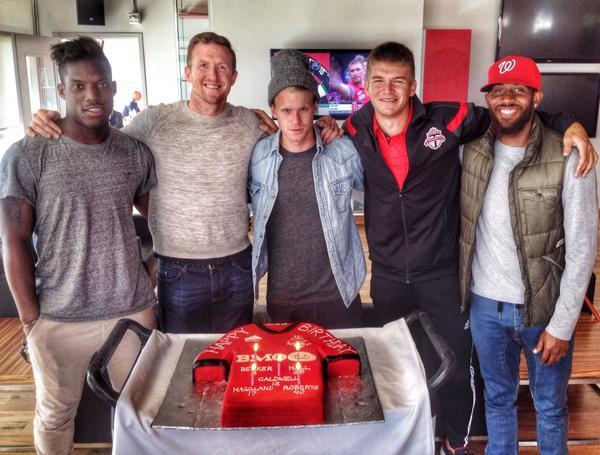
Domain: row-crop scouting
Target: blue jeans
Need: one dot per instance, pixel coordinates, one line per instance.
(499, 338)
(207, 295)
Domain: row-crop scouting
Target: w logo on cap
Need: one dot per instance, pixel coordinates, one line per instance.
(506, 66)
(514, 69)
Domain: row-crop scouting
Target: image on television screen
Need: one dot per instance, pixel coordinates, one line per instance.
(341, 77)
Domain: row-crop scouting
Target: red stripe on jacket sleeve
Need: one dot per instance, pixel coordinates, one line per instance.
(350, 127)
(458, 118)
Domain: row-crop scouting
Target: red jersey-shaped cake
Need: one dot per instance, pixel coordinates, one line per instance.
(275, 372)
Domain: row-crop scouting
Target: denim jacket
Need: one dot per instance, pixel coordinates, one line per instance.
(336, 170)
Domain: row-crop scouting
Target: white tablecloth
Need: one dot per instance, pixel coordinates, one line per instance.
(399, 377)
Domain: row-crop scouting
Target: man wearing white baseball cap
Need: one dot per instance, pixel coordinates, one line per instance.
(527, 249)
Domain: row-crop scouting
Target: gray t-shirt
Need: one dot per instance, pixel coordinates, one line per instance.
(299, 268)
(199, 207)
(89, 265)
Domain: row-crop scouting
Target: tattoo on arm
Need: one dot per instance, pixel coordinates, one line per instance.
(14, 211)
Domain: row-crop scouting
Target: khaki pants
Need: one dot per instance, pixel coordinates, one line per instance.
(60, 354)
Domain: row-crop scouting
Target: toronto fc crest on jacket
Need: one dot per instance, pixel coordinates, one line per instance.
(275, 372)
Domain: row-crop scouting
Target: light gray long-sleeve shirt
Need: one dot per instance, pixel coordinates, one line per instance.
(496, 272)
(198, 209)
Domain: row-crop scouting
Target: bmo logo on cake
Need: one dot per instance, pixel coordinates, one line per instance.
(296, 356)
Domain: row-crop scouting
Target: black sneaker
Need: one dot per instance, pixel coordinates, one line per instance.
(446, 449)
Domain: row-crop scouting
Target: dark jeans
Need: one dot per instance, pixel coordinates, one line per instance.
(440, 298)
(207, 295)
(499, 339)
(331, 315)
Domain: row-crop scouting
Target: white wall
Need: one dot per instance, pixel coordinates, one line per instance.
(16, 16)
(257, 26)
(158, 29)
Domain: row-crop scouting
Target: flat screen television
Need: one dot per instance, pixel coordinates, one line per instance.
(550, 30)
(340, 74)
(576, 94)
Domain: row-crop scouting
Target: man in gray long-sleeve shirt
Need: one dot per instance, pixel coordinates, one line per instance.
(527, 249)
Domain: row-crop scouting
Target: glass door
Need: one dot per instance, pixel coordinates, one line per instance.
(192, 18)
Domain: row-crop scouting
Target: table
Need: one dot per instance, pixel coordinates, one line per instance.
(397, 371)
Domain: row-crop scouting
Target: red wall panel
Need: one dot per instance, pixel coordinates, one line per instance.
(446, 67)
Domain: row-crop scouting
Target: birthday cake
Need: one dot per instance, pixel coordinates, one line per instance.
(275, 372)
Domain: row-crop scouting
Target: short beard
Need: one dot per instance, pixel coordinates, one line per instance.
(499, 130)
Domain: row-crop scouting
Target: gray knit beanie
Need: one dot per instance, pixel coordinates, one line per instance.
(289, 68)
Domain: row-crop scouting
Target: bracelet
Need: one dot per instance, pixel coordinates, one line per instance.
(29, 324)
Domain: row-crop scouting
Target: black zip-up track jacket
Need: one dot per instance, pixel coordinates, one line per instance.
(412, 232)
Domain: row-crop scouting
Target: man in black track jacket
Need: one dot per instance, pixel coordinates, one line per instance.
(409, 152)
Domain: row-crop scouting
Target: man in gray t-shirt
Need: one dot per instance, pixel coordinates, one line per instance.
(527, 249)
(74, 196)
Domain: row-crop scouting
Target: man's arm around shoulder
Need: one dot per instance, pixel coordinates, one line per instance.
(580, 210)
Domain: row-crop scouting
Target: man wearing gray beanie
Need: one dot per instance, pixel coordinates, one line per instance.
(301, 189)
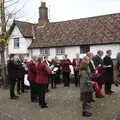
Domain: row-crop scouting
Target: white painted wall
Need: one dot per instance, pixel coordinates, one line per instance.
(114, 47)
(24, 42)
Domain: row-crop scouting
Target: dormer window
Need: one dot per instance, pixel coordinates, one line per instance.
(16, 43)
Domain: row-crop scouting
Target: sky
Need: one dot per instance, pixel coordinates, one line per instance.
(62, 10)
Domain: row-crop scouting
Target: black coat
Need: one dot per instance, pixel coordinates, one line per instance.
(97, 61)
(14, 69)
(107, 61)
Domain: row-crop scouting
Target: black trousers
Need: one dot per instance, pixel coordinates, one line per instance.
(41, 93)
(12, 87)
(33, 91)
(20, 84)
(108, 85)
(77, 78)
(66, 79)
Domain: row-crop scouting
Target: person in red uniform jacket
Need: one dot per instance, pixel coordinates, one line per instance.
(76, 63)
(65, 69)
(42, 76)
(32, 77)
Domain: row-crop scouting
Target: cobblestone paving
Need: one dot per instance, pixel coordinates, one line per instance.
(64, 104)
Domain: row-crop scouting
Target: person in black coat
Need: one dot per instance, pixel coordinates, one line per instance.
(98, 59)
(108, 65)
(12, 67)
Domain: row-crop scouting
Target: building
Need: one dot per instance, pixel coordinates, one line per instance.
(67, 37)
(20, 38)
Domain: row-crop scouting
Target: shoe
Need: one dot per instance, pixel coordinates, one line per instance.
(87, 114)
(92, 100)
(34, 101)
(45, 103)
(14, 97)
(101, 96)
(111, 91)
(43, 106)
(18, 92)
(108, 93)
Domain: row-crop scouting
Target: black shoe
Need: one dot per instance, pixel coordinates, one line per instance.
(92, 100)
(87, 114)
(108, 93)
(45, 103)
(101, 96)
(111, 91)
(34, 100)
(18, 92)
(43, 106)
(14, 97)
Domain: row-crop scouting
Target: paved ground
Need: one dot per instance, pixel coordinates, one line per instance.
(63, 104)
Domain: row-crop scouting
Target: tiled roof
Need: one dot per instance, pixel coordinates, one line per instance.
(24, 27)
(93, 30)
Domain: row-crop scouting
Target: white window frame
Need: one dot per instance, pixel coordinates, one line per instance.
(45, 51)
(16, 43)
(60, 51)
(84, 49)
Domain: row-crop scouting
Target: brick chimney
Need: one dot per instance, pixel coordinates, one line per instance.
(43, 14)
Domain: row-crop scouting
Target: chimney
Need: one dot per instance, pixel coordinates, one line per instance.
(43, 14)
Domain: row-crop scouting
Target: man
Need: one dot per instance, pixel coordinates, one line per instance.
(12, 67)
(108, 64)
(32, 79)
(98, 59)
(65, 69)
(76, 63)
(48, 63)
(99, 67)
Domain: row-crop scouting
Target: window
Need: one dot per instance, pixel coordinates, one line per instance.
(16, 43)
(60, 51)
(44, 52)
(84, 49)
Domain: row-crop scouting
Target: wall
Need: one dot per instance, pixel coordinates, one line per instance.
(114, 47)
(24, 42)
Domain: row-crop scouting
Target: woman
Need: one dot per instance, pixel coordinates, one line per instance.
(65, 69)
(42, 75)
(117, 70)
(86, 89)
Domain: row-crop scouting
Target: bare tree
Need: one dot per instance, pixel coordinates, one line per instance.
(5, 17)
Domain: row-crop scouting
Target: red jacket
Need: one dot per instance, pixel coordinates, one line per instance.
(42, 74)
(65, 65)
(74, 62)
(31, 71)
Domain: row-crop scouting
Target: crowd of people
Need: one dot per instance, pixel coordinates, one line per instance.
(90, 74)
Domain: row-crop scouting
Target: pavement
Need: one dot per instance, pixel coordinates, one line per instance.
(63, 104)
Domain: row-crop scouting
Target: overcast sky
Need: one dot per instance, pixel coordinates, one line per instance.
(61, 10)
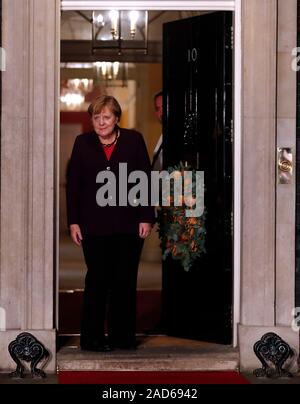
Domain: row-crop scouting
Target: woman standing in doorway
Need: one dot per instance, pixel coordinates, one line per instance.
(111, 236)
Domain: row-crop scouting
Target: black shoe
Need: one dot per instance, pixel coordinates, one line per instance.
(126, 345)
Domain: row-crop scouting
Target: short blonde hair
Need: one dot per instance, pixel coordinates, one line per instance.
(105, 101)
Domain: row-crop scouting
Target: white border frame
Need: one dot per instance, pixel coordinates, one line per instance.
(202, 5)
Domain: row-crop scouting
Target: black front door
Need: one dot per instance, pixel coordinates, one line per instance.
(198, 129)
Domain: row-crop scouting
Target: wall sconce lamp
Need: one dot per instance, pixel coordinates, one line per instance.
(120, 31)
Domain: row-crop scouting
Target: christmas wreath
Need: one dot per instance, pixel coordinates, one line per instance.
(182, 237)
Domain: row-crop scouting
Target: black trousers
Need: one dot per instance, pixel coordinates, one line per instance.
(110, 288)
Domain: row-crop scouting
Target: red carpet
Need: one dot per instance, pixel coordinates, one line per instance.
(191, 378)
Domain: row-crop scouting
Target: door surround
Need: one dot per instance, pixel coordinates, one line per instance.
(199, 5)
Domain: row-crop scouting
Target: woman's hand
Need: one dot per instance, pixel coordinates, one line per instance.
(76, 234)
(145, 230)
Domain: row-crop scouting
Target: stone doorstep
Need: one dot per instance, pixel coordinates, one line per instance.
(147, 361)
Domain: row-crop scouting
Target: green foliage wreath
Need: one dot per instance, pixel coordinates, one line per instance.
(182, 237)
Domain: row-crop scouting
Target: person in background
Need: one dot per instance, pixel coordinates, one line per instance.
(111, 236)
(157, 162)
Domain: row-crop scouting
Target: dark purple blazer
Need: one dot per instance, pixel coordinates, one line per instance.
(87, 160)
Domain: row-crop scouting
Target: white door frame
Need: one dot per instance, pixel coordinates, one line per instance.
(201, 5)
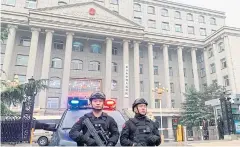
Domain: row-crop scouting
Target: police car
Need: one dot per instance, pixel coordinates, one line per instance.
(77, 108)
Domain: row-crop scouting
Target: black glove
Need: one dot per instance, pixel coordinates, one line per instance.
(91, 142)
(152, 139)
(140, 144)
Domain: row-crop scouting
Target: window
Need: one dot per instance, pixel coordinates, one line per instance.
(213, 68)
(151, 10)
(141, 86)
(76, 64)
(221, 47)
(155, 70)
(210, 53)
(178, 28)
(173, 103)
(138, 20)
(165, 12)
(172, 87)
(214, 82)
(156, 84)
(115, 2)
(56, 63)
(203, 32)
(140, 53)
(177, 15)
(53, 103)
(2, 58)
(60, 3)
(137, 7)
(94, 66)
(155, 54)
(114, 85)
(114, 67)
(11, 2)
(226, 81)
(96, 48)
(157, 103)
(114, 51)
(151, 23)
(77, 46)
(191, 30)
(58, 44)
(201, 19)
(21, 78)
(25, 41)
(224, 63)
(55, 82)
(22, 60)
(170, 71)
(213, 31)
(141, 68)
(165, 26)
(189, 17)
(212, 21)
(202, 72)
(32, 4)
(170, 56)
(185, 72)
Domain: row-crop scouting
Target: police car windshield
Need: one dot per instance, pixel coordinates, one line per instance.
(72, 117)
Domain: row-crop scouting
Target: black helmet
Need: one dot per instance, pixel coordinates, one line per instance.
(97, 95)
(139, 101)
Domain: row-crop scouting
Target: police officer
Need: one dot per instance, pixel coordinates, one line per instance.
(140, 130)
(99, 119)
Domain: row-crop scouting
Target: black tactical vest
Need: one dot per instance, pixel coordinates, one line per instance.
(142, 130)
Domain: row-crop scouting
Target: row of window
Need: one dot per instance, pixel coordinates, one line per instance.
(31, 4)
(177, 14)
(178, 27)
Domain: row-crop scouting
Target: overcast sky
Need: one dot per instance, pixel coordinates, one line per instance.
(230, 7)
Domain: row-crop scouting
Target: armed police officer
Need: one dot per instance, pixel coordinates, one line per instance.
(99, 120)
(140, 130)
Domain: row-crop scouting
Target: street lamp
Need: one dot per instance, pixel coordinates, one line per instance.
(159, 91)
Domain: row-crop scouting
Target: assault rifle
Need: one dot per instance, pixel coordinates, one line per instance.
(97, 135)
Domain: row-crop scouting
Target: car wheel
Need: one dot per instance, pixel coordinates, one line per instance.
(42, 141)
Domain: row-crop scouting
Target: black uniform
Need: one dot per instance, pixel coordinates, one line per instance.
(79, 129)
(140, 131)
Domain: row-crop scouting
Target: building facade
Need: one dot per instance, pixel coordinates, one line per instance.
(124, 48)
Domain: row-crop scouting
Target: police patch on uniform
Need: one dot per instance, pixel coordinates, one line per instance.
(124, 125)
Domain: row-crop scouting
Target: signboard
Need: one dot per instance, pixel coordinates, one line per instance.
(83, 88)
(126, 81)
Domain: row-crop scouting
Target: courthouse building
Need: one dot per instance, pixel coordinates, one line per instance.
(125, 48)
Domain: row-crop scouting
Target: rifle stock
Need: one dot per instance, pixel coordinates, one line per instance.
(93, 132)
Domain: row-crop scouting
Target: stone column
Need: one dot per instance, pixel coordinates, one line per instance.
(46, 65)
(66, 69)
(194, 66)
(33, 52)
(229, 64)
(181, 73)
(125, 102)
(205, 53)
(151, 75)
(9, 50)
(136, 70)
(108, 69)
(217, 64)
(166, 75)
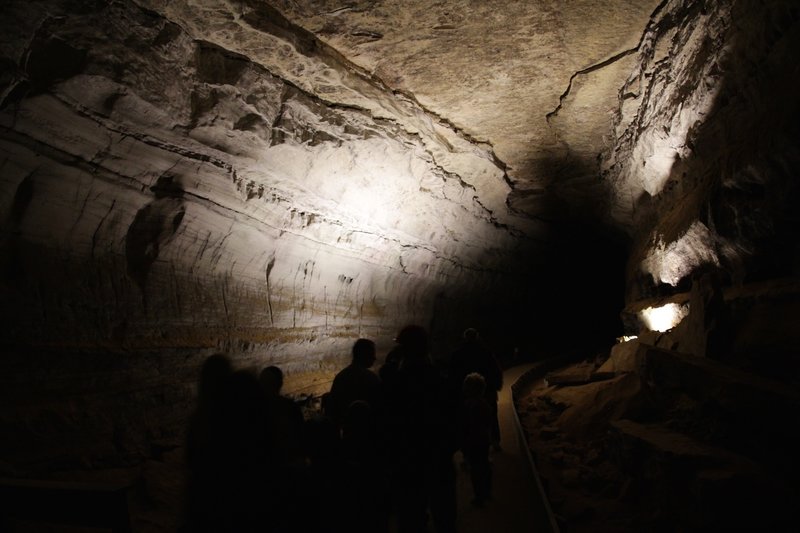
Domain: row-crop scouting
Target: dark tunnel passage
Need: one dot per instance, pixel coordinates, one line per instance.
(606, 191)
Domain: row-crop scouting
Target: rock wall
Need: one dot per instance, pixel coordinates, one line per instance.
(704, 167)
(164, 196)
(703, 174)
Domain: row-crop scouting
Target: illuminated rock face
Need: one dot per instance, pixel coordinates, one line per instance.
(704, 166)
(164, 192)
(275, 180)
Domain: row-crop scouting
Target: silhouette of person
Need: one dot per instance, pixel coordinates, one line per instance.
(286, 419)
(420, 426)
(473, 356)
(475, 428)
(363, 480)
(229, 453)
(355, 382)
(205, 447)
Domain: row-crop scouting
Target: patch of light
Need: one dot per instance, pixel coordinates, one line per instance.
(669, 263)
(663, 318)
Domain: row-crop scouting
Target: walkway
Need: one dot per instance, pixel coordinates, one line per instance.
(518, 504)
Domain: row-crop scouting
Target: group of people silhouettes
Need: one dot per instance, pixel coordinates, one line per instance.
(382, 450)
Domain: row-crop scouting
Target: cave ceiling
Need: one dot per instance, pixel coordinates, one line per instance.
(533, 84)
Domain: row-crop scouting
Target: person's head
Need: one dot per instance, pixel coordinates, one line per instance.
(364, 353)
(271, 379)
(474, 386)
(471, 335)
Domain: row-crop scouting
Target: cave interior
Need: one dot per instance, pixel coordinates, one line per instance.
(274, 179)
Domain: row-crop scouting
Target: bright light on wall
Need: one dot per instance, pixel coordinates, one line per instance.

———

§ **TÂCHE BRÈVE**
Indiquez uniquement le nombre de lignes des enregistrements ci-dessus qui contiennent la chaîne "shirt", en respectant la casse.

§ **RÉPONSE COMPLÈTE**
4